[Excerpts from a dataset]
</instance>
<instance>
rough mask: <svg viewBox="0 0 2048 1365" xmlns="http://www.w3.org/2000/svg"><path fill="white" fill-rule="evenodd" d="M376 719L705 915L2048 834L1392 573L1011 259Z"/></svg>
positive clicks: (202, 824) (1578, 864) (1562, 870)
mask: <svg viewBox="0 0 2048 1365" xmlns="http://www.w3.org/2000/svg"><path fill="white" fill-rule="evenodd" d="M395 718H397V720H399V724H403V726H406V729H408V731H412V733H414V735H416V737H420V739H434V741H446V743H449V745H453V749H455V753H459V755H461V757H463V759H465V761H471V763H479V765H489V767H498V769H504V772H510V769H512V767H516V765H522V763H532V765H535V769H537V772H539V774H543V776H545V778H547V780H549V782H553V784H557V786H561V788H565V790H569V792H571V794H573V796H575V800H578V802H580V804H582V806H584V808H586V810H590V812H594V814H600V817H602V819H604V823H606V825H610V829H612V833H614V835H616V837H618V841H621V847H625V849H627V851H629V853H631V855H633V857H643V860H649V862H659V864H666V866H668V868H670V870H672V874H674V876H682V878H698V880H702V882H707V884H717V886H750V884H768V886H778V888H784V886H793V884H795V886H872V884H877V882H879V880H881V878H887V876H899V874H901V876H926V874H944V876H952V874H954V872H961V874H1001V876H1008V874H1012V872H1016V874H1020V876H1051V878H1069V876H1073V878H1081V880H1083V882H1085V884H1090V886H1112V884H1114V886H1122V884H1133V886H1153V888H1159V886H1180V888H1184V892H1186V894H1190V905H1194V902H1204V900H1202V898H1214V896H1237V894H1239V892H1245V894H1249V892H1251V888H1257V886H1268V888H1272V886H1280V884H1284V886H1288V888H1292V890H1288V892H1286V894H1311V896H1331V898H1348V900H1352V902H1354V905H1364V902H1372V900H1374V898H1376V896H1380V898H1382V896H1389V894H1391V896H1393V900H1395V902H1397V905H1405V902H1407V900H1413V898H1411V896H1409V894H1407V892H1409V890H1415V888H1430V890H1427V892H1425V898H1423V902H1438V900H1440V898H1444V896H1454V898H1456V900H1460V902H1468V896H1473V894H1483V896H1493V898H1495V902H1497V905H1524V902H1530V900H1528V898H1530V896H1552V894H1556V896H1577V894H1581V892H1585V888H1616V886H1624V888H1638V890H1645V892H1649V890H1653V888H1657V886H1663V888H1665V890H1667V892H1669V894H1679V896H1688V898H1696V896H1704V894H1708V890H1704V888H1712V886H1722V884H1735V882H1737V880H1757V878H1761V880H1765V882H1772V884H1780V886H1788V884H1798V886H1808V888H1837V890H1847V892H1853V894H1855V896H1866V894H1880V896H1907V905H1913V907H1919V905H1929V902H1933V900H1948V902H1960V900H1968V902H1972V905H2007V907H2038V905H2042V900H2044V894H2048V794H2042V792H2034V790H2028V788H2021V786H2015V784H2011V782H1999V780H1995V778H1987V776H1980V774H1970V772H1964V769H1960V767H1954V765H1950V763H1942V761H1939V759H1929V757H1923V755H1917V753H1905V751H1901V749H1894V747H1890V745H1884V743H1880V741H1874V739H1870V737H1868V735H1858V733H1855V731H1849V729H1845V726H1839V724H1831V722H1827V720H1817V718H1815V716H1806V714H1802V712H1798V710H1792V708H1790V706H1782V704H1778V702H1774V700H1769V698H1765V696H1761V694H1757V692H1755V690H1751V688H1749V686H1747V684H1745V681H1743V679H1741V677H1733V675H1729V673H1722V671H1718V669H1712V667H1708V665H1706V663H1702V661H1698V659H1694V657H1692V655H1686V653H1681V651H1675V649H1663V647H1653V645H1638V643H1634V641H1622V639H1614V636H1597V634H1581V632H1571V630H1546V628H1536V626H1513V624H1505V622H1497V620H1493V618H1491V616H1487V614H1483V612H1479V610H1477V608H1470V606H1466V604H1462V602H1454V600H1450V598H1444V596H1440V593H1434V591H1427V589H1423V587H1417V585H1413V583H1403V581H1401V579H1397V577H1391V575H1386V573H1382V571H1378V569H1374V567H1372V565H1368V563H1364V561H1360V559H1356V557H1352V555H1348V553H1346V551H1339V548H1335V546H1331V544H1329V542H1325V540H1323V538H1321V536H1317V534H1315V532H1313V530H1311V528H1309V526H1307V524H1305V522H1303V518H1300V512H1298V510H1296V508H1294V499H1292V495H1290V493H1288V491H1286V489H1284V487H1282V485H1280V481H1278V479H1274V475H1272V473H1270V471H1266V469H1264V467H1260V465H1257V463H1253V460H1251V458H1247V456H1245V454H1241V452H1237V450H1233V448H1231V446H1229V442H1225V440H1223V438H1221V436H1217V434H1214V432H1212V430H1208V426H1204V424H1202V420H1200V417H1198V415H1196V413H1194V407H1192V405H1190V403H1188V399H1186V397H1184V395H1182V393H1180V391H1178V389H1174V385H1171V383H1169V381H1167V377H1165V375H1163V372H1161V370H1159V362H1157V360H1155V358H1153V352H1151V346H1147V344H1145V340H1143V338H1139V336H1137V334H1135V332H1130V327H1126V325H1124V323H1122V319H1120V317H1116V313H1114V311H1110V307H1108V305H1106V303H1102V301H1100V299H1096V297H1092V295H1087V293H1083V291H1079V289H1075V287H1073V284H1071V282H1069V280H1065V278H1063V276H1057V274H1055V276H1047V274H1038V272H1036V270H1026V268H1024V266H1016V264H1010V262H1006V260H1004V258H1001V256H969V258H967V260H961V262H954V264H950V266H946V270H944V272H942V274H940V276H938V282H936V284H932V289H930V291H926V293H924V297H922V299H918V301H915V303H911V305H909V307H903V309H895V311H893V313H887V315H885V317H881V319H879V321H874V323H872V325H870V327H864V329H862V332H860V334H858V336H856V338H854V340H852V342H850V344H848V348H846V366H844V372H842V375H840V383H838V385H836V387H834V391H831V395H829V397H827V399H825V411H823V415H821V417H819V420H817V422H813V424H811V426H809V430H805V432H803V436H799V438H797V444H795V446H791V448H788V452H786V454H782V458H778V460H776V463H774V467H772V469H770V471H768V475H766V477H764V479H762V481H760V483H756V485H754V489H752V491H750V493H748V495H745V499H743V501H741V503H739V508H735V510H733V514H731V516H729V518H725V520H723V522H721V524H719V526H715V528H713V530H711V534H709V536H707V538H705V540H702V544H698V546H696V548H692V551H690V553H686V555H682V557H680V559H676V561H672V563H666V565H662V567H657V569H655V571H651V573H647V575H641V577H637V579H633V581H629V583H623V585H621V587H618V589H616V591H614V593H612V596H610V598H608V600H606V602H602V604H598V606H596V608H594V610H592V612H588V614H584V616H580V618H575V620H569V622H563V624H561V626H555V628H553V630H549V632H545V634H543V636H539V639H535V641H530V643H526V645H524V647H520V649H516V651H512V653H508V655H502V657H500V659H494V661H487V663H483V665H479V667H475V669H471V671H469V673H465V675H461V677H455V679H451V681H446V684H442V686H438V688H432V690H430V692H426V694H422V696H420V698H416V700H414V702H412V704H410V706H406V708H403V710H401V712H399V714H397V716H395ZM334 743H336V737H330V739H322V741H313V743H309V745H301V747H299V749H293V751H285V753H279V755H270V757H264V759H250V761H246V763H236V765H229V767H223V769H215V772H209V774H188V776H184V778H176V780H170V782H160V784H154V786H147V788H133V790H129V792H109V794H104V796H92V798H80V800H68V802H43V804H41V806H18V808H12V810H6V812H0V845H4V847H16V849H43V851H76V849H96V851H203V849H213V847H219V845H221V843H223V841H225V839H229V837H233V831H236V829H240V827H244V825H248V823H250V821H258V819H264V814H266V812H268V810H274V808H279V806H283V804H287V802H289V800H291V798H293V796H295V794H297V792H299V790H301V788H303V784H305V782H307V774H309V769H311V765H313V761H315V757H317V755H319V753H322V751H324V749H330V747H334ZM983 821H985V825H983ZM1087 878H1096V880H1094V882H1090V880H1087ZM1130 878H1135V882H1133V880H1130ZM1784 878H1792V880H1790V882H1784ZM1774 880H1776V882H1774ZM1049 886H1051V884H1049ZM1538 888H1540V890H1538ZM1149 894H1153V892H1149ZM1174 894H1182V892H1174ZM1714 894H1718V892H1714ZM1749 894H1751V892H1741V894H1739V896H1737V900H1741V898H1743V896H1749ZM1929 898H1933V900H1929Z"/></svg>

> **Task statement**: Please restate, word for word, the lines of the entries that run from the first line through the one holding "rough mask: <svg", and add nothing.

> **Answer box**:
</instance>
<instance>
rough mask: <svg viewBox="0 0 2048 1365" xmlns="http://www.w3.org/2000/svg"><path fill="white" fill-rule="evenodd" d="M376 719L705 915L2048 834L1392 573L1011 259Z"/></svg>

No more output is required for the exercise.